TEXT EXCERPT

Still, Medium is one of the most exciting new companies in years. But why, exactly?

This is that story.

The greatest challenge most companies face when beginning to publish content online is convincing themselves to stay the course while they build a search engine profile and subscriber base robust enough for them to see a return on their investment. I’m not going to sugar coat it — using content for online demand generation takes hard work. It’s not unusual for a company to spend three or six months consistently publishing content before they start to see some meaningful views on their articles and start generating a significant number of leads.

But it works — companies that stick with it don’t just see traffic and leads, they see a predictable and scalable source of them that has helped companies grow at unprecedented rates.

So if it works, why pivot to an untested strategy that’s taking your content off of your own website, and limiting your ability to grow your organic search presence?

First, let’s establish the risks of offsite publishing.

There are three immediate limitations that make publishing on an offsite platform unattractive:

Issue #1: SEO Footprint. Publishing on another site raises the search engine footprint for that site, not the publisher’s site. Articles that accumulate more and more views over time — one of the core sources of predictable and scalable site traffic — will be going to another website. Not your own.

Each new article raises the floor of the website’s overall traffic.

(Medium is beginning to address this by allowing brands to publish on their own domains, like we are with ReadThink.com.)

Issue #2: Audience Ownership. Although you might be able to build an audience of “followers” on an offsite platform, you get almost no information about them. Without collecting an email address like you would on a more conventional content management system (CMS), you lose the opportunity to send special offers, reactivation emails, and other communications.

WHAT NEEDS TO BE DONE
Carry on the piece about publishing content on Medium from the point where it stops. The material after this text comes from a separate source.

DATA BLOCK
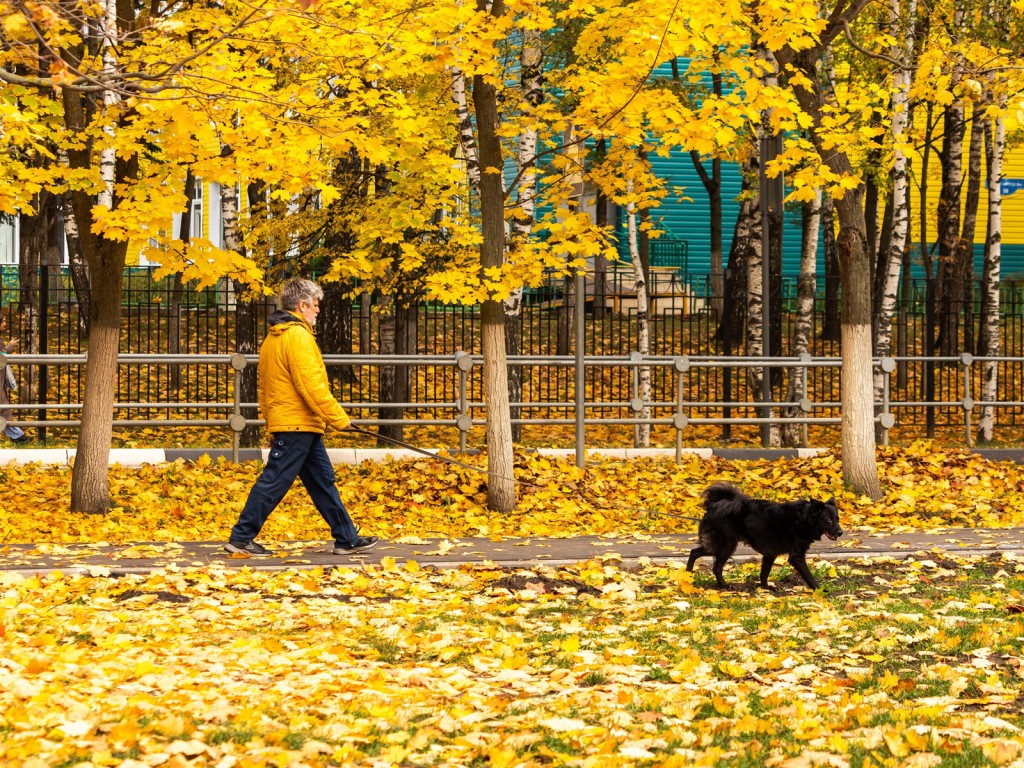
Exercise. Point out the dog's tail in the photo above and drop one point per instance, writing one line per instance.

TASK ANSWER
Issue #3: Platform Risk. You don’t own the experience when you’re publishing on someone else’s platform. You can’t engage in conversion rate optimization experiments, site personalization, and you’re at the whim of any changes that platform may want to implement — which may be good for their overall user base, but bad for you.

So why would anyone publish on Medium, then?

These concerns still exist on any offsite platform, but Medium has found a way to balance them with one key value proposition: In addition to being a content management system that you could use to publish online — it comes with a built-in audience.

Medium has about three million subscribers (although I can’t find an official public number, three million is the number of people who follow the Medium Staff account, where everyone is opted in to follow and presumably few people opt out). When you publish on Medium, you have the chance that your article will be shared with part of that audience. Because of this, publishing on Medium should lead to a much faster growth in views and audience than if you just launched a publication using a conventional CMS platform.

In that way, Medium is fulfilling one of the primary functions that search engines have historically served. Google and other search engines own a massive audience, so content creators spend a great deal of time writing for (one might say “on”) Google.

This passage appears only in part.